- TEXTE PROPOSÉ -
▼

Intervention de Marie-France Beaufils

Commission des finances, du contrôle budgétaire et des comptes économiques de la nation — Réunion du 9 novembre 2006 : 1ère réunion
Pjlf pour 2007 — Mission « remboursements et dégrèvements » - examen du rapport spécial

Photo de Marie-France BeaufilsMarie-France Beaufils, rapporteure spéciale :

A titre liminaire, Mme Marie-France Beaufils, rapporteure spéciale, a signalé que les réponses qu'elle avait reçues, de la part du gouvernement, au questionnaire budgétaire, se caractérisaient par une excessive brièveté. Elle a précisé que les questions les plus fondamentales avaient fait l'objet d'une réponse laconique. Elle a fait valoir le caractère insatisfaisant de cette situation, en soulignant que le questionnaire budgétaire n'avait de sens, à ses yeux, que s'il permettait un véritable échange entre le gouvernement et le Parlement, en amont de la discussion budgétaire proprement dite.

Elle a ensuite rappelé que la mission « Remboursements et dégrèvements », en termes de volume de crédits, se présentait comme la plus importante du budget, et qu'elle retraçait pour 2007, au total, 76,4 milliards d'euros. Cependant, elle a indiqué que les deux programmes composant la mission s'avéraient d'importance inégale.

▲

- EXERCICES -
1) Recopiez le passage du compte rendu de séance allant de « Commission des finances, du » jusqu'à « budgétaire proprement dite. », en substituant « questionnaire écrit » à « questionnaire budgétaire ».
2) Poursuivez le compte rendu de l'intervention sur la mission « Remboursements et dégrèvements » à la suite de sa dernière phrase.

- MATÉRIEL FOURNI -
▼

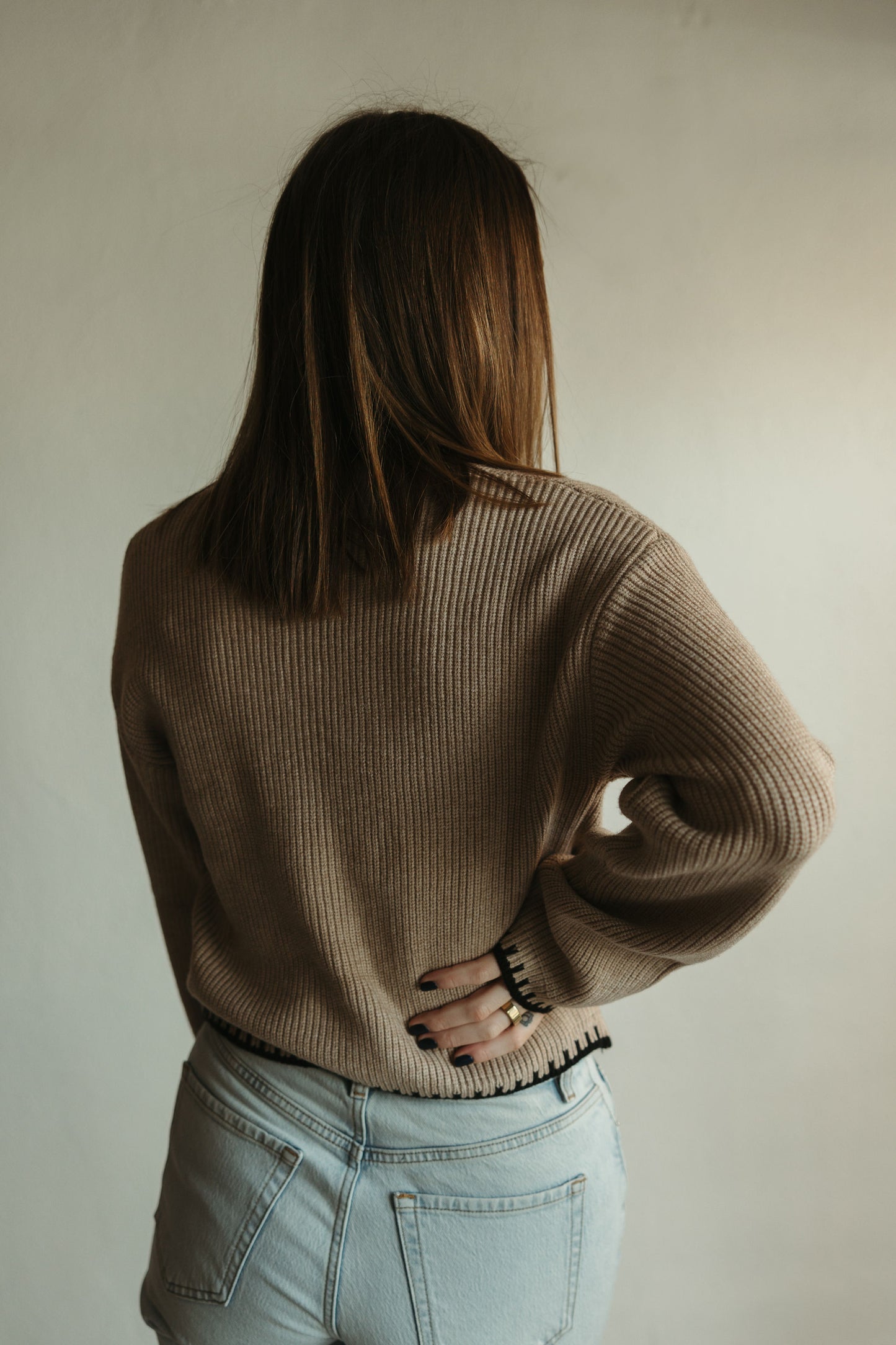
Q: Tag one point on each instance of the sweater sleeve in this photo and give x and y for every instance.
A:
(727, 797)
(170, 844)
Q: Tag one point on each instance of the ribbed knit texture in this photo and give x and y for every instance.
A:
(331, 807)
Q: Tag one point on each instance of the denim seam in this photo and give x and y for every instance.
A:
(445, 1153)
(339, 1140)
(520, 1140)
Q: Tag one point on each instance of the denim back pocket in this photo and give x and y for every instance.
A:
(221, 1181)
(492, 1267)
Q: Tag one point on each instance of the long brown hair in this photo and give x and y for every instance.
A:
(402, 338)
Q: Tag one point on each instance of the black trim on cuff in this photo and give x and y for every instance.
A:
(508, 972)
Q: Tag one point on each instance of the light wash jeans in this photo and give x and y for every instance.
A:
(299, 1208)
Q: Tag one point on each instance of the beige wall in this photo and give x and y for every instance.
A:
(721, 261)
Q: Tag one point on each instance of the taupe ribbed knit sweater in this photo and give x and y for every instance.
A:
(329, 809)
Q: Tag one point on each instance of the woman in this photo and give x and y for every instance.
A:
(370, 686)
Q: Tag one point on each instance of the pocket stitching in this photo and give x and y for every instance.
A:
(285, 1157)
(226, 1115)
(571, 1191)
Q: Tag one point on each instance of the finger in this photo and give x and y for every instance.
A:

▲

- RÉSULTATS ATTENDUS -
1)
Commission des finances, du contrôle budgétaire et des comptes économiques de la nation — Réunion du 9 novembre 2006 : 1ère réunion
Pjlf pour 2007 — Mission « remboursements et dégrèvements » - examen du rapport spécial

Photo de Marie-France BeaufilsMarie-France Beaufils, rapporteure spéciale :

A titre liminaire, Mme Marie-France Beaufils, rapporteure spéciale, a signalé que les réponses qu'elle avait reçues, de la part du gouvernement, au questionnaire écrit, se caractérisaient par une excessive brièveté. Elle a précisé que les questions les plus fondamentales avaient fait l'objet d'une réponse laconique. Elle a fait valoir le caractère insatisfaisant de cette situation, en soulignant que le questionnaire écrit n'avait de sens, à ses yeux, que s'il permettait un véritable échange entre le gouvernement et le Parlement, en amont de la discussion budgétaire proprement dite.

2)
Le programme « Remboursements et dégrèvements d'impôts d'Etat » regroupait des crédits d'un montant de 62,3 milliards d'euros, correspondant, pour les deux tiers, aux remboursements et dégrèvements de TVA (pour 41,3 milliards d'euros).

Le programme « Remboursements et dégrèvements d'impôts locaux » regroupait des crédits d'un montant de 14 milliards d'euros, correspondant, pour les deux tiers, aux remboursements et dégrèvements de taxe professionnelle (pour 9,8 milliards d'euros).

Puis Mme Marie-France Beaufils, rapporteure spéciale, a formulé trois séries de critiques sur la mission « Remboursements et dégrèvements ».

En premier lieu, ayant rappelé que les crédits de cette mission étaient des crédits évaluatifs, elle a déploré que ni le « bleu » budgétaire, en particulier la justification « au premier euro » des crédits demandés, ni les réponses apportées au questionnaire budgétaire par le gouvernement, ne donnent d'indications suffisamment précises sur les bases à partir desquelles, pour 2007, l'évaluation avait été menée.

En deuxième lieu, reprenant une analyse qu'elle avait déjà exposée à l'occasion de l'examen du projet de loi de finances initiale pour 2006, elle a estimé que la mission, en tant que telle, n'avait « pas de raison d'être », dans la mesure où elle retraçait des dépenses participant de politiques publiques différentes.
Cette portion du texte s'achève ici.